■ Exercise instructions
Set down the records once more, please, exactly and with the pictures left out.

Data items
______

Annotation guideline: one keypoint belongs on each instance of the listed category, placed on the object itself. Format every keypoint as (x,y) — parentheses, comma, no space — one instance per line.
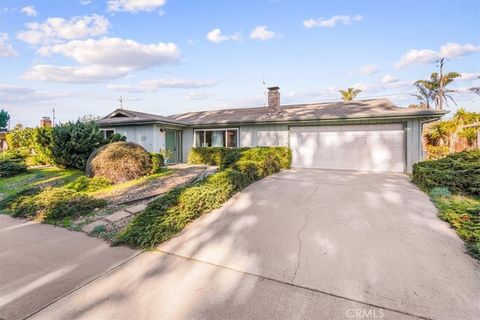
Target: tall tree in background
(434,90)
(349,94)
(4,118)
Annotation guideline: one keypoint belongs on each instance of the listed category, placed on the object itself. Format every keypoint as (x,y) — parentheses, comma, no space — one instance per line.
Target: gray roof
(373,108)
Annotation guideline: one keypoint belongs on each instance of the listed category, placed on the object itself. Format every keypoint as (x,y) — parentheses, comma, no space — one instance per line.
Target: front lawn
(166,216)
(453,183)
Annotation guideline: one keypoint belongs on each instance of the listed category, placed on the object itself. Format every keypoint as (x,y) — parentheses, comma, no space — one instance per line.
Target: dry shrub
(119,162)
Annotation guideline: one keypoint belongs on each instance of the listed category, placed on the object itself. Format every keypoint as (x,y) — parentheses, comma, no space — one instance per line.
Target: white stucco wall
(148,136)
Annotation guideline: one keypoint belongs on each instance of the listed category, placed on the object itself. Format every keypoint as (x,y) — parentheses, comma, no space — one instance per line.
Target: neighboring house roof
(126,117)
(376,108)
(373,108)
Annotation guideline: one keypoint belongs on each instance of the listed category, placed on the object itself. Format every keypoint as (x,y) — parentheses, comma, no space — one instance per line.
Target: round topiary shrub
(119,162)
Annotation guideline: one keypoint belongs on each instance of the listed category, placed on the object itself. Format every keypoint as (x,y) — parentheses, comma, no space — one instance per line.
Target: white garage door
(378,147)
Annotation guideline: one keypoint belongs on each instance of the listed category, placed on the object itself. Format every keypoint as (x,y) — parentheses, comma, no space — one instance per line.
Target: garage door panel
(350,147)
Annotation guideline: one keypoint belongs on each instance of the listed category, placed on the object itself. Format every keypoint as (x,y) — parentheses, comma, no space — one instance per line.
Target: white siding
(143,135)
(366,147)
(264,135)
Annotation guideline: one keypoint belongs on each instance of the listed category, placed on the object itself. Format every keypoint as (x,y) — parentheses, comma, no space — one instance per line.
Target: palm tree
(433,90)
(349,94)
(440,133)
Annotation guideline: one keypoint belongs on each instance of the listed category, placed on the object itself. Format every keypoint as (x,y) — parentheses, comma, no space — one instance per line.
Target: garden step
(119,215)
(136,209)
(89,227)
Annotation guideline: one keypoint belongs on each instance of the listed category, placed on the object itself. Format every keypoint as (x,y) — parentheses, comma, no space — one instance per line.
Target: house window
(216,138)
(107,133)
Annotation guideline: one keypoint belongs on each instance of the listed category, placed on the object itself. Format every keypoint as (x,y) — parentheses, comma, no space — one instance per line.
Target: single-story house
(370,135)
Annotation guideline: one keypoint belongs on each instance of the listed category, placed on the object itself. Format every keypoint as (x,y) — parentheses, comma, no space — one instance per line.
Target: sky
(172,56)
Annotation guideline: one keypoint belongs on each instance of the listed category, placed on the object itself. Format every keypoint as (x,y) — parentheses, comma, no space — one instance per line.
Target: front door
(171,145)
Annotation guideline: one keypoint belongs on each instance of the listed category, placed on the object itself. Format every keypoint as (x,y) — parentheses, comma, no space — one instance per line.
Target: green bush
(225,157)
(215,156)
(157,160)
(437,152)
(12,163)
(73,142)
(119,162)
(53,205)
(42,145)
(459,172)
(86,184)
(167,215)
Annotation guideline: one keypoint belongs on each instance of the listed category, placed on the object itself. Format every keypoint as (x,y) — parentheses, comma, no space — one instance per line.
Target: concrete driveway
(302,244)
(41,263)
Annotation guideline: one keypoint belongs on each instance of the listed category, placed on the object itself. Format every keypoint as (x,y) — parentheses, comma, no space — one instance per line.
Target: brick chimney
(273,100)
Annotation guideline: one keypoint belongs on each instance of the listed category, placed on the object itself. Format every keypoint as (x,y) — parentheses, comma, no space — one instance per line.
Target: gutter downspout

______

■ Answer for this exercise
Annotation guideline: one keypoint belongs on each instance of the listed category, placed on the object itself. Format every keypoint as (x,y) — parentheses, comma, no space — one instance per line.
Target: tall tree in background
(434,90)
(349,94)
(4,118)
Annotation guideline: one keypoint belongs on each instance of the listed category, placed on the object itself. Format every keypoint as (x,y) — parentheses, comma, no space — one instance per line.
Target: gray roof
(373,108)
Annotation guideline: one keypoint belongs on each instance of the listed category, placed on the object itself. Format every keypoint as (x,y) — parentheses, comma, no space — one instance per line.
Target: front lawn
(166,216)
(453,183)
Annotation guideline: one keypoint belongs on each instance of the listed category, placed on the object itself. Format every keypoint as (x,y) — parentheses, comma, no space — one instance per line.
Target: dry shrub
(119,162)
Annotation guideline: one keypoint belongs on each instance of the listed category, placed on the object itself. Format every keypoint as (x,y) — parentheses, comma, no space — one instance per line.
Target: white stucco wall
(148,136)
Annotation guideline: one keypoint belongs on each instance of the listed category, placed on the object itself. Format every keypoint as (x,y) — parentheses, comma, no space — one instance per line.
Target: neighboring house roof
(126,117)
(376,108)
(373,108)
Annotation guideline: one keypoint belongs on each instance of the listed category, placed on the object itself. Format every keypoint as (x,y) — parentheses, comma, no space — one instance per line.
Target: round topiary shrub
(119,162)
Annotation guideline: one keypoint belongs on each instance of the listed category, placed on the object itself. Format every keypoint as (x,y) — parentheses, comma, no space — one instance per line.
Target: white garage door
(378,147)
Annotation guideline: one keypoint belongs on each instance of the listed category, placed on the object itself. Format every keypoint as (x,y) — parentheses, comma, no space — one instance per line.
Target: garage door panel
(350,147)
Annotation guideline: one keypoint belongs on each instance of the listed category, placed on the object itself. Format every keypoint as (x,y) — parentheses, comma, no space — one instance per line.
Target: white siding
(143,135)
(366,147)
(264,135)
Annotation guideline: one keypoint belongs on each instance of the listed category, placed on the object itself. Format every keypoint as (x,y) — parentheses, comma, no space — one instance per line.
Target: palm tree
(433,90)
(349,94)
(440,133)
Annotation guideline: one keypoint belongs on each instance of the listed category, placed on the object itself. Format every keypoint as (x,y) — parentheses, comma, no space — one instance per line.
Target: garden step
(119,215)
(136,209)
(89,227)
Annotation guideline: one keypoint belongs on each instance of the listed category, placed on the object itself. Format every keypoint as (x,y) — parentheses, comma, no space — one instance per line.
Target: house window
(216,138)
(107,133)
Annotation guideline: one keypoint belongs on each instance of the listed category, placed on the object itself. Format every keypoint as (x,y) — parentheses, comma, no space — one instance per line.
Target: single-story house
(370,135)
Annotation guideline: one keypoint belongs on each instance of the listed category, placed on the object itself. Format every keypoint as (x,y) — parentheses, comma, no space — one instance per line.
Target: sky
(172,56)
Annotation guideline: one keypoint belongs on each instance of the listed category, placed on the object itself. Format every keypoint as (x,y) — parentheses, comma, no space — one instance per line.
Target: front door
(171,145)
Annotation guideline: one keypoint belongs on each instance of the listed category, placed on the object itself. Format every keypoint as (x,y) — parentheses, comma, no space — one instance per line.
Target: green bush
(225,157)
(215,156)
(157,160)
(437,152)
(12,163)
(73,142)
(119,162)
(53,205)
(42,145)
(459,172)
(86,184)
(167,215)
Annotation guideline: one keypoint belongs on each instance of the listed category, placed on the object itself. Format every keypoint as (x,y) — parentheses, comma, no space — one instance per line.
Target: concrete driveway
(302,244)
(41,263)
Annotation guideline: one keypoint belongs on each instance of the listed category, placed on the object itself. Format every keypoint as (x,y) — parentheses, comma, no space — one instance per line.
Target: brick chimney
(273,100)
Annotation guideline: one keypoint belongs on each instance of the listed category, placed on the object itself. Format every keypoint as (x,y) — parentheses, comma, no space — one instance per line.
Target: gutter downspout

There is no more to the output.